Contour annotation records:
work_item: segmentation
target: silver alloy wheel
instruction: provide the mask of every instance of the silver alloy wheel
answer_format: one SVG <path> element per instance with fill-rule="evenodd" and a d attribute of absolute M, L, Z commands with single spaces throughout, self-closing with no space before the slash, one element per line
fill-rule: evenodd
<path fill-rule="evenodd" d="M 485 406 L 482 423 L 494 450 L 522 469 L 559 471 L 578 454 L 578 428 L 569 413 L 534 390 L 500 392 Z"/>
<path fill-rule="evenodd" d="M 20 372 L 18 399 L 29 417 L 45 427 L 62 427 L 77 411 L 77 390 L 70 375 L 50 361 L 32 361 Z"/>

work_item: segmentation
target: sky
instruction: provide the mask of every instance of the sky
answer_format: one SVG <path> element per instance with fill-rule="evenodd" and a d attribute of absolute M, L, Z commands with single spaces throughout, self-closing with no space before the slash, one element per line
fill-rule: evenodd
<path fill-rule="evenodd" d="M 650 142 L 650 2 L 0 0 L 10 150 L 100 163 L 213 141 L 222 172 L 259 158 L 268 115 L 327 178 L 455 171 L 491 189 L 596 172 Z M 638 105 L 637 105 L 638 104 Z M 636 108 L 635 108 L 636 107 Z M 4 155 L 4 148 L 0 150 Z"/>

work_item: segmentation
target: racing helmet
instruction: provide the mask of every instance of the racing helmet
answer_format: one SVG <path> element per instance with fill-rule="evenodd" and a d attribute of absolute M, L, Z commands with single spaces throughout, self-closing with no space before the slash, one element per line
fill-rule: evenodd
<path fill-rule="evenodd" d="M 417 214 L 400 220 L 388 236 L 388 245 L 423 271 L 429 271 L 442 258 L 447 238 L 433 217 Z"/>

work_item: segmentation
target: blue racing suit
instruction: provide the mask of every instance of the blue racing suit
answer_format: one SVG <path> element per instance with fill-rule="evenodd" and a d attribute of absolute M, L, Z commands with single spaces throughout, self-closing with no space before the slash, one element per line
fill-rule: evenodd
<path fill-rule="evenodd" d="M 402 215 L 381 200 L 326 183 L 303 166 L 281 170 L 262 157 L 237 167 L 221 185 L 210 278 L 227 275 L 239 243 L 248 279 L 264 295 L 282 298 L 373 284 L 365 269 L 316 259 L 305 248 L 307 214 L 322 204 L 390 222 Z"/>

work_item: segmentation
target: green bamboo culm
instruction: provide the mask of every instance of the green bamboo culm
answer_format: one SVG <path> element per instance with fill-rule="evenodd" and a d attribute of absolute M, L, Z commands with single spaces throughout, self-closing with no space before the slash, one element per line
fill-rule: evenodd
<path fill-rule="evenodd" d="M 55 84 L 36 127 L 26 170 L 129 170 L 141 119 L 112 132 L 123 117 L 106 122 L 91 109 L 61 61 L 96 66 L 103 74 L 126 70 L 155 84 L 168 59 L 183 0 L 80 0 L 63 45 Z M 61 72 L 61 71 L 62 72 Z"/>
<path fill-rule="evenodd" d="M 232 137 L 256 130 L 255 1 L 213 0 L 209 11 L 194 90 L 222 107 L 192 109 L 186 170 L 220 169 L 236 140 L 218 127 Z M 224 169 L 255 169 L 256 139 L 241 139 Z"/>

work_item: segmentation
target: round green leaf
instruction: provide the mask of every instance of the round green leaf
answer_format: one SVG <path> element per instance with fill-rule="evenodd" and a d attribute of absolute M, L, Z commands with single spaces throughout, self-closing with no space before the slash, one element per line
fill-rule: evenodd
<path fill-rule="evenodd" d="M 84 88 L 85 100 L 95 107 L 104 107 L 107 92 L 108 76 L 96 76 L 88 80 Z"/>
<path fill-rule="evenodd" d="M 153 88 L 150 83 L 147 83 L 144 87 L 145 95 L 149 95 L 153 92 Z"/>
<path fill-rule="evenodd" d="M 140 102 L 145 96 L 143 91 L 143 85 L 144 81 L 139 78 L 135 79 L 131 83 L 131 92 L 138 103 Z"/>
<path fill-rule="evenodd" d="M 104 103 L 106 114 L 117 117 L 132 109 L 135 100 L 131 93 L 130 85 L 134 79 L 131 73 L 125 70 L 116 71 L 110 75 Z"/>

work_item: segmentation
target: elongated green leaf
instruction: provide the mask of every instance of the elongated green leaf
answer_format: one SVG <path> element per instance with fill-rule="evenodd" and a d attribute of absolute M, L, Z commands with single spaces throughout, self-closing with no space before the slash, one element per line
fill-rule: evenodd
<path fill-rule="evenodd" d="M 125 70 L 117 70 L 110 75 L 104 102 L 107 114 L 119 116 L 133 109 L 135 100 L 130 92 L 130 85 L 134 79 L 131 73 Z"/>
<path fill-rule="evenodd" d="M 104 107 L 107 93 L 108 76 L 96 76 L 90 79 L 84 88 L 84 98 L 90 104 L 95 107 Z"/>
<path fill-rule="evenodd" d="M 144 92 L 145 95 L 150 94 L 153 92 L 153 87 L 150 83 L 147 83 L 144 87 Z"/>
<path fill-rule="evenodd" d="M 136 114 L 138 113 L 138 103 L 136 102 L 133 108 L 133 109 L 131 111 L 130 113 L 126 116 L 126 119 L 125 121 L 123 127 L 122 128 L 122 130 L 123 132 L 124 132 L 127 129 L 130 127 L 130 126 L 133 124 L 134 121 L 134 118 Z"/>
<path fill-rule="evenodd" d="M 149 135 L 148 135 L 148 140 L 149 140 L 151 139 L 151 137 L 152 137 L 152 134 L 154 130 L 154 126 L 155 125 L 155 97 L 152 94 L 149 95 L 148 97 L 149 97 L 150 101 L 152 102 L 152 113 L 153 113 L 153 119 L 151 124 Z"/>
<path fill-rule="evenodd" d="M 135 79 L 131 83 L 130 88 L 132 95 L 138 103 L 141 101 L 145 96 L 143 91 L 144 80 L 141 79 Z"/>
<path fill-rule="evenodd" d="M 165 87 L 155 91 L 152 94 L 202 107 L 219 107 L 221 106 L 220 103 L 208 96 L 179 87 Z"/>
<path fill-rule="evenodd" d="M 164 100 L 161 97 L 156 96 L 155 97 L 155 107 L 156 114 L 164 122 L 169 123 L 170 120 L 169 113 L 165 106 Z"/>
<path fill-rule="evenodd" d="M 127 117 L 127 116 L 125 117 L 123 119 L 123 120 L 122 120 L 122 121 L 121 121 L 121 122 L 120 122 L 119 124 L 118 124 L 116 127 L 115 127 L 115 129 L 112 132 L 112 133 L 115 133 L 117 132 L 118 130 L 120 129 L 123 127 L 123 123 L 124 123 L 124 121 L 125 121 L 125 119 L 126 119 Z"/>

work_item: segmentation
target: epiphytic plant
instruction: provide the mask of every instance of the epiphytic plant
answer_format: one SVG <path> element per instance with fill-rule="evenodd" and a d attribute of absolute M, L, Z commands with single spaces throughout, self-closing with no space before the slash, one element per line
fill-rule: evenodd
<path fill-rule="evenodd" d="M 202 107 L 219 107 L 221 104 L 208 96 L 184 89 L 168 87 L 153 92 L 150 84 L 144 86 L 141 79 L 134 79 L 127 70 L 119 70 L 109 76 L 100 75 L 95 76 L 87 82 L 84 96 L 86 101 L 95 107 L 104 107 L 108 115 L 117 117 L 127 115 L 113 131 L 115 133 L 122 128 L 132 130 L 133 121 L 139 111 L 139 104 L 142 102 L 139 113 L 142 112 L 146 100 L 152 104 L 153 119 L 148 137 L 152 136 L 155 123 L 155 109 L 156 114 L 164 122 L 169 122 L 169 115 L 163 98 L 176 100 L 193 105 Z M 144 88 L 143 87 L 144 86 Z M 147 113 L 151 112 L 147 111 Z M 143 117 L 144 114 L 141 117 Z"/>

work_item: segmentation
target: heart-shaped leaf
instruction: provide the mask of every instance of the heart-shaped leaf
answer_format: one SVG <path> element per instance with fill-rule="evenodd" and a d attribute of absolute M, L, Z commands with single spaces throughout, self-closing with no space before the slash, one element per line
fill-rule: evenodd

*Work instructions*
Report each line of the listing above that contains the word "green", copying every such line in full.

*Output below*
target: green bamboo culm
instruction: provide the mask of every instance of the green bamboo culm
target: round green leaf
instruction: provide the mask of every instance of the round green leaf
target: elongated green leaf
instruction: provide the mask of every instance of the elongated green leaf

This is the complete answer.